§ **Supplied text**
This year has held quite a few challenges for pretty much everyone. I could name them all but I’m pretty sure you’ve heard of most of them unless you have lived under a rock (and if that’s the case, you’re lucky). As you probably know, we are facing a pandemic with a virus that is being spread through secretion droplets. There are some people who believe that wearing a mask to prevent COVID19 from spreading interferes with their rights and are extremely adamant about these rights.


Rights are extremely important to Americans, and rightly so, as it was the subject matter for which this country was built upon. When looking at rights, however, maybe we should be looking at them not just for ourselves but from the perspectives of others. Does someone have the right to be healthy? Does someone have the right to feel safe? If your “rights” supersede keeping someone safe or helping them feel that way, it’s hard not to look at the motives behind your thoughts.


Masks can’t hurt you. There are so many examples that your oxygen intake is 100%. Think about the doctors and nurses that have worn them for years and are fine. Think about soldiers who have to wear gas masks and run in them for miles. It’s a little different but the point is, a cloth mask can’t impede your level of oxygen intake. So what are anti-mask wearers so afraid of? If you saw a child that was terrified of a clown, wouldn’t you do your best to ease their fear? If you saw a person who may have cancer walking down the street, they have to trust that others are willing to care enough to keep them safe.


At the end of the day wearing a mask may have nothing to do with you. You may not believe you need to wear it, but if you care enough to lower someone’s anxiety about a virus that could potentially kill them; if you care enough that your actions could hurt someone; or if you just plain care about humanity, you should act as if you do. That has nothing to do with rights, and everything to do with human kindness.

[Point-per-instance localization data]
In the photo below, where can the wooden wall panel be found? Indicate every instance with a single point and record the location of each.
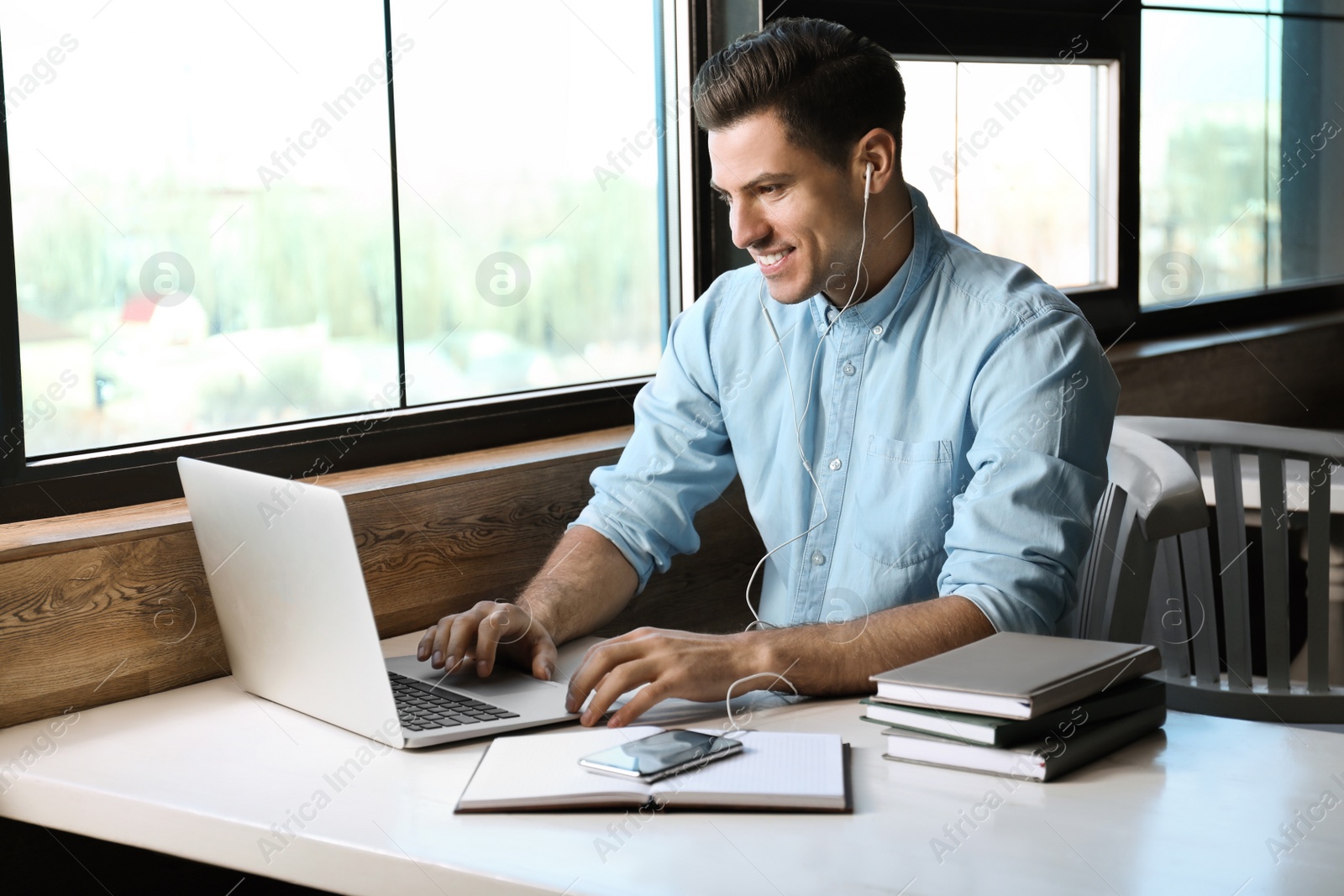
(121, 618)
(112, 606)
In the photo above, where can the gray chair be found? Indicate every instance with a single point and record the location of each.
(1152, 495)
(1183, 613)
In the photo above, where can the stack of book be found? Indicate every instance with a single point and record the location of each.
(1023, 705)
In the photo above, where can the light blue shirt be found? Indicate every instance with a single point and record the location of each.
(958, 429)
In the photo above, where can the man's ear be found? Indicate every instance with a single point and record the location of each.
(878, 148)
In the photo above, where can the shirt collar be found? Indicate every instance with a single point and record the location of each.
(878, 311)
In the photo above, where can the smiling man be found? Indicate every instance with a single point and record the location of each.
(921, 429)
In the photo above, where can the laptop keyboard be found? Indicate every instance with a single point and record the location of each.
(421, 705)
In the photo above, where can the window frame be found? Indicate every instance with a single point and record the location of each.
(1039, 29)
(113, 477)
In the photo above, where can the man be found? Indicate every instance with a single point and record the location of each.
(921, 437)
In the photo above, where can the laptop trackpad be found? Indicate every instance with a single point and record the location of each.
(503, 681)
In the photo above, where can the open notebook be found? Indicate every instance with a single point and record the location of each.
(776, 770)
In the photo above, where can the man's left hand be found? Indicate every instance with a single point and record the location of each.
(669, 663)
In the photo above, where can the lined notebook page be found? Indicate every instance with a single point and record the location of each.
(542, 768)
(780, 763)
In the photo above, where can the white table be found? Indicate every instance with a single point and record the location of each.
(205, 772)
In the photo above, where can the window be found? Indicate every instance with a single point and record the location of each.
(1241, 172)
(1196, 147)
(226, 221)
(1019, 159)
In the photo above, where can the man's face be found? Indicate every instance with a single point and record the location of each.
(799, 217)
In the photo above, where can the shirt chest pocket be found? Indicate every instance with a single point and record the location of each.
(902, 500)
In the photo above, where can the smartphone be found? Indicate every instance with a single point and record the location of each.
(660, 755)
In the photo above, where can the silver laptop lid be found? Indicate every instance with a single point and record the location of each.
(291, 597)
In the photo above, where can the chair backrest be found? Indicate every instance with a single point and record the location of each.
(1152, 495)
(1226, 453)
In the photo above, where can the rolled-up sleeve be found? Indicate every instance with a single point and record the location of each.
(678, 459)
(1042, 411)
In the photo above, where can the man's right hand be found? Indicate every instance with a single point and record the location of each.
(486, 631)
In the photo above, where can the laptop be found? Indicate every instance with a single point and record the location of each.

§ **Try it**
Transcribe the passage of the mask-wearing essay starting with "This year has" and going on through "about these rights.".

§ **Result for this task**
This year has held quite a few challenges for pretty much everyone. I could name them all but I’m pretty sure you’ve heard of most of them unless you have lived under a rock (and if that’s the case, you’re lucky). As you probably know, we are facing a pandemic with a virus that is being spread through secretion droplets. There are some people who believe that wearing a mask to prevent COVID19 from spreading interferes with their rights and are extremely adamant about these rights.